» DOCUMENT PASSAGE:

━━━━

Skip to comments.Pablo Escobarís Hippos: A Growing Problem
Posted on 06/30/2014 10:15:53 AM PDT by nickcarraway
A herd of hippopotamuses once owned by the late Colombian drug baron Pablo Escobar has been taking over the countryside near his former ranch - and no-one quite knows what to do with them.
It was in 2007, 14 years after Escobar's death, that people in rural Antioquia, 200 miles north-west of Bogota, began phoning the Ministry of Environment to report sightings of a peculiar animal.
"They found a creature in a river that they had never seen before, with small ears and a really big mouth," recalls Carlos Valderrama, from the charity Webconserva.
He went to look, and found himself faced with the task of explaining to startled villagers that this was an animal from Africa. A hippopotamus.
"The fishermen, they were all saying, 'How come there's a hippo here?'" he recalls. "We started asking around and of course they were all coming from Hacienda Napoles. Everything happened because of the whim of a villain."
He smuggled in elephants, giraffes and other exotic animals, among them four hippos - three females and one male. And with a typically grand gesture, he allowed the public to wander freely around the zoo. Buses filled with schoolchildren passed under a replica of the propeller plane that carried Escobar's first US-bound shipments of cocaine.
(Excerpt) Read more at bbc.com ...
How many are there now?
I’ve always wanted to get some life sized concrete hippos and place them in the water in front of the house.
One hippo would feed a village for a while, I bet...
‘Nobody knows how many there are. The local environmental authority, which bears responsibility for them, estimates between 50 and 60, with most living in the lake at the park. But 12 are known to have paddled past the flimsy fence and into the nearby Magdalena River - and maybe many more.
‘Here, conditions for hippos are idyllic. The river is slow moving and has plenty of shallows, perfect for larger animals which don’t actually swim but push themselves off banks, gliding through the water. Moreover, the region never experiences drought, which tends to act as a natural brake on the size of herds in Africa.

━━━━

» WRITTEN EXERCISE:
Copy the passage on Pablo Escobar's hippos word for word, from "He smuggled in" down to "shipments of cocaine.".

» STORED ROWS:

━━━━

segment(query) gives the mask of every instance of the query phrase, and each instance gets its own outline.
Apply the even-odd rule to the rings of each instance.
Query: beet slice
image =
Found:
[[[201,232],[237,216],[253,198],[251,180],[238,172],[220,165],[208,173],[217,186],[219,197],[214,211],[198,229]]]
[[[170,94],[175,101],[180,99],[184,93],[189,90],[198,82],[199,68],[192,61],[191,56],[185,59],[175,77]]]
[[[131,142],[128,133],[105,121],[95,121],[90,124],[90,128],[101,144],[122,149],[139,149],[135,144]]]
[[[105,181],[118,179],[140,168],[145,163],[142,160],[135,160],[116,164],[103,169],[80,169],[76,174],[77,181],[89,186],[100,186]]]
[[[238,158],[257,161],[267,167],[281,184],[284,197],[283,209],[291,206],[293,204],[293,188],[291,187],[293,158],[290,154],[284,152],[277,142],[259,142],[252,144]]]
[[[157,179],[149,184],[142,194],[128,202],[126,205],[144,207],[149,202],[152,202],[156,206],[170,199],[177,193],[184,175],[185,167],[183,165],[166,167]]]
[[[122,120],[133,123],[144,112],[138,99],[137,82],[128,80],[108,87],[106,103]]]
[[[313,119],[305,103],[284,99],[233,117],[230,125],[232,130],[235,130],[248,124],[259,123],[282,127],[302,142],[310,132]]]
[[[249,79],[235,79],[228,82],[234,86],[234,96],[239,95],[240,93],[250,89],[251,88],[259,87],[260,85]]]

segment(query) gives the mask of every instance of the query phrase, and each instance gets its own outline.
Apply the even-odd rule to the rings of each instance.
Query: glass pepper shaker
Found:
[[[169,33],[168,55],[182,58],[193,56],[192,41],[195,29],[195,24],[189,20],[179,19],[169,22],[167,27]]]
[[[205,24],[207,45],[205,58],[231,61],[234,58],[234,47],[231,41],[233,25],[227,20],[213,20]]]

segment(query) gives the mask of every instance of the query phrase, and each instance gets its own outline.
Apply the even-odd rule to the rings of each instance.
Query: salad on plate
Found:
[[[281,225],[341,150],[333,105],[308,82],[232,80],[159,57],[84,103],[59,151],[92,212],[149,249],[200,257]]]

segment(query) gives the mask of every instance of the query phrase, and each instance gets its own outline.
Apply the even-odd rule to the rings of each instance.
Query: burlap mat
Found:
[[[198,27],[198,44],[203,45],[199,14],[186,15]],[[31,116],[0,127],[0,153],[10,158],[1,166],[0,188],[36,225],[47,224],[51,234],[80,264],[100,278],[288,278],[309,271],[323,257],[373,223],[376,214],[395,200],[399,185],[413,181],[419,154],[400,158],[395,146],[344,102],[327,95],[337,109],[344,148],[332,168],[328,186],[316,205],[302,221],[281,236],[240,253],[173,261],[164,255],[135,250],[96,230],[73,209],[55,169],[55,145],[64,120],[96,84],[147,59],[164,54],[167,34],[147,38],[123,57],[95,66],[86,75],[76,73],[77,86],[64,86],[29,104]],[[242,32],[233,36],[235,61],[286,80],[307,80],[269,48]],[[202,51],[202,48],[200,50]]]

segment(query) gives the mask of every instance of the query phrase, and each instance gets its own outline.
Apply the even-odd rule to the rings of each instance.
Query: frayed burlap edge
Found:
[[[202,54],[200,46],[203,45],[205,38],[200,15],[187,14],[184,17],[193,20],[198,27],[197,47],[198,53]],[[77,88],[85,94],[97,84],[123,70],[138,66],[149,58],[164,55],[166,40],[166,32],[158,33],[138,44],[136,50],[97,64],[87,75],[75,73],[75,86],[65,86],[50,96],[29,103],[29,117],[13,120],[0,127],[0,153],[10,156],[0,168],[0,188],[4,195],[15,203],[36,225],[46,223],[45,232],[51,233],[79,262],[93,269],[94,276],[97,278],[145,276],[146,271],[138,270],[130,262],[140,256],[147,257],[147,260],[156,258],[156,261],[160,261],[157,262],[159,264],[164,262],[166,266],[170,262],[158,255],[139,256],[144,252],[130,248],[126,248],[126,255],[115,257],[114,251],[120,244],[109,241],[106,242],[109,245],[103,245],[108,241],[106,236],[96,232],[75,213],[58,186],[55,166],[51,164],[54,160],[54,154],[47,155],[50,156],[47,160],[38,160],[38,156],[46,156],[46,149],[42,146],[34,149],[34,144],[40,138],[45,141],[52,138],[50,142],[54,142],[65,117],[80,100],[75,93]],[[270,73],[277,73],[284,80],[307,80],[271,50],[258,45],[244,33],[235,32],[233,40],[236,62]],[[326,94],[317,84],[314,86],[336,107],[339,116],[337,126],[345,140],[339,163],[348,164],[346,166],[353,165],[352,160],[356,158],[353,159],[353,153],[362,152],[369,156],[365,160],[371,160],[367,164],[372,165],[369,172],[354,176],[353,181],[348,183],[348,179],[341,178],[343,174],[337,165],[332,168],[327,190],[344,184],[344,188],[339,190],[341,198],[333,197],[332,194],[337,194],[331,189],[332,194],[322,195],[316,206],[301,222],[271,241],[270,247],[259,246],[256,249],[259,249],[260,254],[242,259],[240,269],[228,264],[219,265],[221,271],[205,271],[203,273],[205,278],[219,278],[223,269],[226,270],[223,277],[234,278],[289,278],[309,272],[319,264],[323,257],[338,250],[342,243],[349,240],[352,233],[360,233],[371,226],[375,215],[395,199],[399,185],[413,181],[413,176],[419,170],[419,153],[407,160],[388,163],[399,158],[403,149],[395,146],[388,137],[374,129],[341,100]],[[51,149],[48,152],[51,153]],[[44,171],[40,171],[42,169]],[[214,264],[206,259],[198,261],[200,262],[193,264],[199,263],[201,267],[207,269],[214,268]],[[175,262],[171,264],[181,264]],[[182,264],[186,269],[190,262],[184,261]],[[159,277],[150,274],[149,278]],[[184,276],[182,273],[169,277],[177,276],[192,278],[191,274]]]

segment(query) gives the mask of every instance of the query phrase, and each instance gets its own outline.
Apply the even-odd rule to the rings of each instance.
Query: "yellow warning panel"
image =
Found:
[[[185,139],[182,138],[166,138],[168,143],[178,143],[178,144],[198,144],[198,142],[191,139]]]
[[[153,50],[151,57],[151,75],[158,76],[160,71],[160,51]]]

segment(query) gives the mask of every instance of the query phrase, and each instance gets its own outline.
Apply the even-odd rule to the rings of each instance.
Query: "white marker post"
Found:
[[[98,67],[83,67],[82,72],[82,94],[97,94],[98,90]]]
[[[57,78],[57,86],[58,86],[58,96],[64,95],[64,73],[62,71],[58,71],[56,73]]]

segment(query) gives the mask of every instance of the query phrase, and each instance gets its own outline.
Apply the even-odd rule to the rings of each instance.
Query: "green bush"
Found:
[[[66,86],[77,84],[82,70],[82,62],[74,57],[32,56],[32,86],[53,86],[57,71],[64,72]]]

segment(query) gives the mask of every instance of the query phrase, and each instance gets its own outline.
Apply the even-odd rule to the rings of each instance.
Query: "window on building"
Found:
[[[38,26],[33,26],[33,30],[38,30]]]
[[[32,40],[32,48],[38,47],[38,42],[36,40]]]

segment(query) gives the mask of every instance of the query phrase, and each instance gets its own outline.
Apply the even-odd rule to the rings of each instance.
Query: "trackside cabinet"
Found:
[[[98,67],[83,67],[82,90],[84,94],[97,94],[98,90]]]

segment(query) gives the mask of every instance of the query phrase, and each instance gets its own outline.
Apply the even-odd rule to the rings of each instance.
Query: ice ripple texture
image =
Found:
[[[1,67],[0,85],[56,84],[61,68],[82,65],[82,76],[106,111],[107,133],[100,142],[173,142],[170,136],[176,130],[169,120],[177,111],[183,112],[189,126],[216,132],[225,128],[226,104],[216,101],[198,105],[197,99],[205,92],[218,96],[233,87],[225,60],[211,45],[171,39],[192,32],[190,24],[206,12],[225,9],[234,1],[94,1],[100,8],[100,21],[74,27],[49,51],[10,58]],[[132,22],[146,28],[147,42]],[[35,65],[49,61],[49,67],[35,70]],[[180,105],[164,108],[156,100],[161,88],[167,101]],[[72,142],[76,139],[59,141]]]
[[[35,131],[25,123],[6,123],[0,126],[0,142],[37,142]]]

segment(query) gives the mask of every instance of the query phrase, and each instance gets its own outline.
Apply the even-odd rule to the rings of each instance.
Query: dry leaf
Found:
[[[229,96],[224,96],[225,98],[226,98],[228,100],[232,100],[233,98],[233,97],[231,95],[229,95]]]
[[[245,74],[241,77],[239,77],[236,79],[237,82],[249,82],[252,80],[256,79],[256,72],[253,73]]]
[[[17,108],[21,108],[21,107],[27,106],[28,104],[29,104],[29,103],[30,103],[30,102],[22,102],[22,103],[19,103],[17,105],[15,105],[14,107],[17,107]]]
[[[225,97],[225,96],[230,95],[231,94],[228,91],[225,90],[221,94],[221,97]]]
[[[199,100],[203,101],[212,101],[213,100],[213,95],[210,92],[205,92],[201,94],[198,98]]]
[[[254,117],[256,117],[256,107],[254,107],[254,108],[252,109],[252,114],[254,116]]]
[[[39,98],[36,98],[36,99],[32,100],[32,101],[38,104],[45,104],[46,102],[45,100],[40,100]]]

━━━━

» EXERCISE RESULT:
He smuggled in elephants, giraffes and other exotic animals, among them four hippos - three females and one male. And with a typically grand gesture, he allowed the public to wander freely around the zoo. Buses filled with schoolchildren passed under a replica of the propeller plane that carried Escobar's first US-bound shipments of cocaine.